*** DATASET ***
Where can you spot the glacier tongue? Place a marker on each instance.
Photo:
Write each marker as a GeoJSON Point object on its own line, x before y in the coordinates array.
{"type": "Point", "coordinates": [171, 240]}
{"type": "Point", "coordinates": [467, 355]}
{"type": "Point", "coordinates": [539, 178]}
***
PROBLEM DETAILS: Lay out the lines of the material above as a numbered list, leaving out any blank lines.

PROBLEM SOLUTION:
1. Where can you spot the glacier tongue? Place a marker on each instance.
2. Photo:
3. Write each marker as a GeoJSON Point object on its own line, x before y in the coordinates array.
4. {"type": "Point", "coordinates": [171, 240]}
5. {"type": "Point", "coordinates": [467, 355]}
6. {"type": "Point", "coordinates": [539, 178]}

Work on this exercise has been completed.